For each entry that follows, produce an exact copy.

Referring expression data:
[Start of Attachment]

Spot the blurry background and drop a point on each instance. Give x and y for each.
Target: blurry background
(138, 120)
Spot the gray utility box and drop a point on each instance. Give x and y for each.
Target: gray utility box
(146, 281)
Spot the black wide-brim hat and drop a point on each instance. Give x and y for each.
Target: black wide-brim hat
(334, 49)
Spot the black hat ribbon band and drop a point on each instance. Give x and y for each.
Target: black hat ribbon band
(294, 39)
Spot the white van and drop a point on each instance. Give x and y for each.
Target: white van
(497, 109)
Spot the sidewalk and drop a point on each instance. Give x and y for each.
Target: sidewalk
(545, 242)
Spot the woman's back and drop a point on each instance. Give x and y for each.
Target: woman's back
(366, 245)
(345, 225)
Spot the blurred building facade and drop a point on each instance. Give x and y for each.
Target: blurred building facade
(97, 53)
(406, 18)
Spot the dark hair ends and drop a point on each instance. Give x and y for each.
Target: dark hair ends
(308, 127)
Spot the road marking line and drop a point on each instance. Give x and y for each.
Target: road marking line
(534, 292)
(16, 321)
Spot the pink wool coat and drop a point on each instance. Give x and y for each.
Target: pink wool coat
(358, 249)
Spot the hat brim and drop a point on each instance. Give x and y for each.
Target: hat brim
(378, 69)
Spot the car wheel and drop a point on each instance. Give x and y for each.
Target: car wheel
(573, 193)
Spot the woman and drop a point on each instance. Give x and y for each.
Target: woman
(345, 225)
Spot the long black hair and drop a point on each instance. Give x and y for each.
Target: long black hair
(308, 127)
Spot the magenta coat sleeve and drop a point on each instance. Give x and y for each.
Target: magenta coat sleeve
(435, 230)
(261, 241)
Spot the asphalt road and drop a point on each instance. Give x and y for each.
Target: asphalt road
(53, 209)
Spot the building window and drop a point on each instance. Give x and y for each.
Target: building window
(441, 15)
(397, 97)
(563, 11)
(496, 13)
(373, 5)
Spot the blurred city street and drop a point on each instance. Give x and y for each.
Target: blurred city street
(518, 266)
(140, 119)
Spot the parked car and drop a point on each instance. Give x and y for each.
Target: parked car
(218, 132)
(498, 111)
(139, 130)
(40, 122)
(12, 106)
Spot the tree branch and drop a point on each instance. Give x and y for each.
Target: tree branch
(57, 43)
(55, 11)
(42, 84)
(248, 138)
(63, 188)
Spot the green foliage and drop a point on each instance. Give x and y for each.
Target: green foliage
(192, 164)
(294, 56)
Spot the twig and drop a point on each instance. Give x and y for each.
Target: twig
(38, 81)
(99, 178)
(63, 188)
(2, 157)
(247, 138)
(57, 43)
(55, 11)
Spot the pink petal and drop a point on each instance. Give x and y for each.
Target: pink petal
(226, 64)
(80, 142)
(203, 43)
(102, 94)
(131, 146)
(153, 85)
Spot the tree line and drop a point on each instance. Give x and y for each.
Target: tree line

[End of Attachment]

Solution
Spot the blurry background and drop a point on each instance. Give x and y for each.
Target: blurry background
(138, 120)
Spot the gray utility box and drop a point on each instance. Give x and y for each.
Target: gray utility box
(146, 281)
Spot the black wide-brim hat and drop a point on each instance. Give x and y for each.
Target: black wide-brim hat
(334, 49)
Spot the black hat ribbon band and drop a point on each instance. Give x and y for each.
Target: black hat ribbon band
(294, 39)
Spot the white van and drop a point on each instance. Give x and y for each.
Target: white van
(497, 109)
Spot the sidewalk and drop a point on each instance. Give x and y for each.
Target: sidewalk
(545, 242)
Spot the woman's back and drop a point on each instance. Give x and y for each.
Target: woman's back
(366, 245)
(345, 225)
Spot the blurred building facade and drop a point on each instance. Give x and y for each.
Target: blurred building facade
(97, 53)
(406, 18)
Spot the dark hair ends and drop a point on each instance. Give x and y for each.
Target: dark hair ends
(308, 127)
Spot the road marking line and drop a point on each instance. Give x and y for each.
Target: road marking line
(534, 292)
(16, 321)
Spot the pink wool coat and drop a point on each instance. Give x and y for each.
Target: pink wool coat
(358, 249)
Spot the hat brim and drop a point on each instance. Give x and y for each.
Target: hat brim
(378, 69)
Spot the car wheel and drop a point on each instance. Give x and y for each.
Target: car wheel
(573, 193)
Spot the woman and drop a point on each instance. Give x and y for each.
Target: woman
(345, 225)
Spot the long black hair and drop a point on each instance. Give x and y for each.
Target: long black hair
(308, 127)
Spot the magenta coat sleeve and drop a point on each instance. Give x and y for each.
Target: magenta coat sleeve
(435, 230)
(261, 241)
Spot the asphalt road and drop a point on each instance. Give x and y for each.
Target: asphalt road
(53, 209)
Spot the building window and drop a point on each instance. Give x and y for each.
Target: building window
(441, 15)
(397, 97)
(563, 11)
(496, 13)
(373, 5)
Spot the blurred city street and drop a point on each instance. Give x and y for each.
Target: blurred city street
(518, 266)
(140, 119)
Spot the parked car and drop a point on each instance. Give x and y for each.
Target: parked car
(218, 132)
(498, 111)
(139, 130)
(40, 122)
(12, 106)
Spot the tree branch and drop a point on each instance. Give x and y for each.
Target: tree branch
(57, 43)
(55, 11)
(42, 84)
(248, 138)
(63, 188)
Spot the green foliage and drop a point on each instance. Give x and y for each.
Target: green foliage
(192, 164)
(294, 56)
Spot the twig and drop a point on each instance. Give x and y for each.
Target: twig
(38, 81)
(99, 178)
(63, 188)
(2, 157)
(247, 138)
(57, 43)
(55, 11)
Spot the pink petal and drop a point on each instance. Give x and y for each.
Target: pink petal
(226, 64)
(80, 142)
(203, 43)
(102, 94)
(131, 146)
(153, 85)
Spot the tree line and drop a point on each instance. Give x and y for each.
Target: tree line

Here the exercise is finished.